◆ SUPPLIED MATERIAL:
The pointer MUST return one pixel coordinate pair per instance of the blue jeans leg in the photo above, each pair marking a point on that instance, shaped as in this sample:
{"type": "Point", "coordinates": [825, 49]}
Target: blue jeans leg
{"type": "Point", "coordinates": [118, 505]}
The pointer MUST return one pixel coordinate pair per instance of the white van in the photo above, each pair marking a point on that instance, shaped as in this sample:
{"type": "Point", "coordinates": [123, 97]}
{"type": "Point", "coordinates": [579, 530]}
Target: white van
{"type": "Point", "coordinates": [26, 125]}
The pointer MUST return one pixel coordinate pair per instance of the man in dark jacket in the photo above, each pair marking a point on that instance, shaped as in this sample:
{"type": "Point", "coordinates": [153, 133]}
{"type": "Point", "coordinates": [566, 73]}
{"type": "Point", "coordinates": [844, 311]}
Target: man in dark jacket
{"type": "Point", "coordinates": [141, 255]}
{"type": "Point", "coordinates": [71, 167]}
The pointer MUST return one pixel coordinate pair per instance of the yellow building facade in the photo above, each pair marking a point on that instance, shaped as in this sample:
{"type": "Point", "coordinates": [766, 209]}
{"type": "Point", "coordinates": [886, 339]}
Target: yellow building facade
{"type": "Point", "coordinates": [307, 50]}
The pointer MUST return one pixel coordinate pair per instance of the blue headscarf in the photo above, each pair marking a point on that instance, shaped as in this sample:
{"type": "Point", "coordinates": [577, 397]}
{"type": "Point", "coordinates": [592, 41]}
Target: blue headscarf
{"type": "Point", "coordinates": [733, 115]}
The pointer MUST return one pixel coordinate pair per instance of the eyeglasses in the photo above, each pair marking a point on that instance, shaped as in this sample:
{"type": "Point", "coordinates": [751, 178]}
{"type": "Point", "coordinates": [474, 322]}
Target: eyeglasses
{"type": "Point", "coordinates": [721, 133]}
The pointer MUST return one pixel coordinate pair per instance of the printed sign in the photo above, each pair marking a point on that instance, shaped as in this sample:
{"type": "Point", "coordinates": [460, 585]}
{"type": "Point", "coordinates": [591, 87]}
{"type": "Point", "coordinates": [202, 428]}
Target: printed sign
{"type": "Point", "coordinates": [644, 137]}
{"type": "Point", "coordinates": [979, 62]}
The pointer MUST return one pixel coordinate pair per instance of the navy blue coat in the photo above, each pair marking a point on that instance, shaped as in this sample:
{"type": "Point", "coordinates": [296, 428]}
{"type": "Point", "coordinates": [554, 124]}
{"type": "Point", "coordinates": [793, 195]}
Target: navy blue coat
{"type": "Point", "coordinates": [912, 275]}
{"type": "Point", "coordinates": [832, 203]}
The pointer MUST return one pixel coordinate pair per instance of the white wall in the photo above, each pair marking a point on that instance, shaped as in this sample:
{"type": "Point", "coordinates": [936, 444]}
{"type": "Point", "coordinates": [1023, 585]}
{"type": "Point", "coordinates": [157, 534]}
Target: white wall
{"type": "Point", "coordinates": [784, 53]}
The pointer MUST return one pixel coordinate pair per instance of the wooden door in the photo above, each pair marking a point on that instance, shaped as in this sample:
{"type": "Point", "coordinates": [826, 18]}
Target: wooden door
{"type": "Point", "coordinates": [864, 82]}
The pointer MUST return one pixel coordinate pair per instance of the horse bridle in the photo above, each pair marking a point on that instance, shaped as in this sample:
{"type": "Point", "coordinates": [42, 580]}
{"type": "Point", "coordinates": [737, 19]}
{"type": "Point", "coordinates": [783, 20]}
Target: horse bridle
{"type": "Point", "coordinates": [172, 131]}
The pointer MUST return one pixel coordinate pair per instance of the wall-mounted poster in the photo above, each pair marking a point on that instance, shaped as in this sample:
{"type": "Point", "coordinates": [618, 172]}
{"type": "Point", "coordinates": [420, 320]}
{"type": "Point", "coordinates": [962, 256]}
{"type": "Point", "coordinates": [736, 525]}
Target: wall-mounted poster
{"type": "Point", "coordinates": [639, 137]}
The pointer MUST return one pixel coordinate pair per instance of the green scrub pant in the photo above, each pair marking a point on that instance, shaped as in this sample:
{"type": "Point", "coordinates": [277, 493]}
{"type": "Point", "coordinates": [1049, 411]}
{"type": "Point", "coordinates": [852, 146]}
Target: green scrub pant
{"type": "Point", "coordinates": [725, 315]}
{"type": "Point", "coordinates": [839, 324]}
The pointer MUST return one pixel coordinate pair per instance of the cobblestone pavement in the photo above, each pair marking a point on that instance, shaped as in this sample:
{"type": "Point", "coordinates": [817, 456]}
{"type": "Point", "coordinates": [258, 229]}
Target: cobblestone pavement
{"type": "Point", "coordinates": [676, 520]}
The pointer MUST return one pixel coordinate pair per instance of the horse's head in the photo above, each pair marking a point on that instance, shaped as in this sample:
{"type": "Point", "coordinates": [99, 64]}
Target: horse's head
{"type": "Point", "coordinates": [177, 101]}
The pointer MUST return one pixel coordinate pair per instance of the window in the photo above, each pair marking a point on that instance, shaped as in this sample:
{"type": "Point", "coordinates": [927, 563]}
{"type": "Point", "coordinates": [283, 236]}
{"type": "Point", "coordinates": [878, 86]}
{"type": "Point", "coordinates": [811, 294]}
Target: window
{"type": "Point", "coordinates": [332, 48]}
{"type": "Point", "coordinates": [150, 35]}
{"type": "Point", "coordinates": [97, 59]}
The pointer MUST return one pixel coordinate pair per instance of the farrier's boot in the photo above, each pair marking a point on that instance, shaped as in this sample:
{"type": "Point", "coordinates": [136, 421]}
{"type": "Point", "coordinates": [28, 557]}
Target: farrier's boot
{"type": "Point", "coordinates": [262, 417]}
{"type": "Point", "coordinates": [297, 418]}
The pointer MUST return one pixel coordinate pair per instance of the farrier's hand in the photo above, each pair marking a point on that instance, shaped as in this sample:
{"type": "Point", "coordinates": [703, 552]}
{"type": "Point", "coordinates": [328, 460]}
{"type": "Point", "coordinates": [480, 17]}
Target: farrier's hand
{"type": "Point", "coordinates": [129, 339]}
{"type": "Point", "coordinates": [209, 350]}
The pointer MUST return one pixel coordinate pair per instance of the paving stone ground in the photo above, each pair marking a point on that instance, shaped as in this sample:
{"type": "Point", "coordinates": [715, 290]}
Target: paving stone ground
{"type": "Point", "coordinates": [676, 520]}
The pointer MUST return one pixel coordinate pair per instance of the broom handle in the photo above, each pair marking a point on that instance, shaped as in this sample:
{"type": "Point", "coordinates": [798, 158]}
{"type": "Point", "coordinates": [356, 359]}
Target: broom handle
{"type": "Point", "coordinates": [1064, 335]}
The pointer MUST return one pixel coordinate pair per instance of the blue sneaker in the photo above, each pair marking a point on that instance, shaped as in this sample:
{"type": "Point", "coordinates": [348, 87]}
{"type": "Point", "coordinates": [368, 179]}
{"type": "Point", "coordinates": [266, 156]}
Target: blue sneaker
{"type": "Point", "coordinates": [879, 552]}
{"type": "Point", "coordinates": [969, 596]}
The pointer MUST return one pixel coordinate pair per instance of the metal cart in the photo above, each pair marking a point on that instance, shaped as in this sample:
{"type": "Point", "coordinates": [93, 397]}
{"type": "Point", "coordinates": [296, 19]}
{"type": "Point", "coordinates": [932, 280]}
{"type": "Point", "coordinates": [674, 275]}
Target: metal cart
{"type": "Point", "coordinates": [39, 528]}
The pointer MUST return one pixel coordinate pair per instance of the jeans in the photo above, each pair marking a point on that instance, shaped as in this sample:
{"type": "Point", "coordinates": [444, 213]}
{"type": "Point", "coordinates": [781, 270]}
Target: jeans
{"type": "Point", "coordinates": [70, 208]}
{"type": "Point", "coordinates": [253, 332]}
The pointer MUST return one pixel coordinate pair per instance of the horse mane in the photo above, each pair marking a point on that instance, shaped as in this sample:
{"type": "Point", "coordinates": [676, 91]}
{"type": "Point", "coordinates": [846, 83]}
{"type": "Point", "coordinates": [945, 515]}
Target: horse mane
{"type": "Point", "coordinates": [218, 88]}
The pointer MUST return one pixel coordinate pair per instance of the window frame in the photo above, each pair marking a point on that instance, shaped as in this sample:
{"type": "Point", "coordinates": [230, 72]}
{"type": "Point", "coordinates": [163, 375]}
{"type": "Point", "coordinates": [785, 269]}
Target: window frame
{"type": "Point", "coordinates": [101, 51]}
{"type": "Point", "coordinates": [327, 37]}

◆ ASSIGNMENT:
Proceeding from the line containing "Target: blue headscarf" through the line containing "of the eyeglasses", transcribe the lines above exactly, both end lines included.

◆ ANSWER TO THIS TASK:
Target: blue headscarf
{"type": "Point", "coordinates": [733, 115]}
The pointer MUST return one pixel coordinate pair per instance of the eyeglasses in the photo above, each pair marking a point on that instance, shaped as in this sample:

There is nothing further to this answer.